아래 벡터 검색 실습 글에서 "사전 준비사항에서 만든"으로 시작하는 문단을 주요 내용은 살리고 더 짧게 고쳐 쓰세요.

본문:
::::

03 벡터 검색 실습 세팅

벡터 검색 테스트

이제 실제로 어떻게 임베딩이 이루어 지는지 간단하게 테스트 하도록 하겠습니다.

1. 패키지 설치 및 프로그램 추가

패키지 설치

사전 준비사항에서 만든 프로젝트의 터미널에서 다음을 수행합니다.(앞에 설치된 패키지는 skip됩니다.)

D:\vector-search>pip install sentence-transformers scikit-learn gradio

프로그램 추가

vector-search-app.py 라는 파일을 추가하고 다음 내용을 복사/붙여넣기 합니다.

# ============================================================
# 벡터 검색 실습 앱 (Vector Search Practice App)
#
# 사용 모델: Alibaba-NLP/gte-multilingual-base
#   - 다국어(한국어 포함) 텍스트를 고차원 벡터로 변환하는 임베딩 모델
#   - 최대 입력 토큰: 8192 / 임베딩 차원: 768
#
# 핵심 개념:
#   1. 임베딩(Embedding): 텍스트 → 숫자 벡터로 변환
#   2. 코사인 유사도(Cosine Similarity): 두 벡터 간 각도로 의미적 유사도 측정
#   3. 시맨틱 검색(Semantic Search): 단순 키워드가 아닌 '의미' 기반으로 검색
# 그라디오
# 사전 설치:
#   pip install sentence-transformers scikit-learn gradio
# ============================================================

import numpy as np
import gradio as gr
from sentence_transformers import SentenceTransformer
from sklearn.metrics.pairwise import cosine_similarity


# ============================================================
# 1. 모델 로드
# ============================================================
# SentenceTransformer: 문장(sentence) 수준의 임베딩을 생성하는 라이브러리.
# 내부적으로 BERT 계열 트랜스포머 모델을 사용하여
# 입력 텍스트 전체를 하나의 고정 크기 벡터(여기서는 768차원)로 압축한다.
#
# trust_remote_code=True:
#   허깅페이스 허브에 올라온 모델 중 일부는 커스텀 Python 코드를 포함한다.
#   gte-multilingual-base 도 자체 풀링 로직이 있어 이 옵션이 필요하다.
#   (최초 실행 시 모델 파일을 허깅페이스 캐시 폴더에 자동 다운로드)
MODEL_ID = "Alibaba-NLP/gte-multilingual-base"
print(f"[{MODEL_ID}] 모델을 로드합니다...")
print("최초 실행 시 모델 다운로드로 인해 수 분이 소요될 수 있습니다.")
model = SentenceTransformer(MODEL_ID, trust_remote_code=True)
print("모델 로드 완료!\n")

::::

원본 자료:

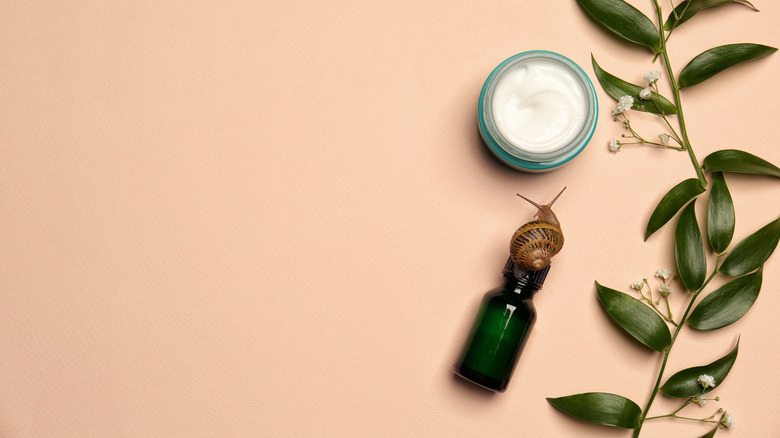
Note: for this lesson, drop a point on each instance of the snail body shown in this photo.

::::

결과: 사전 준비 때 만든 프로젝트 터미널에서 다음 명령을 실행합니다. 이미 설치된 패키지는 건너뜁니다.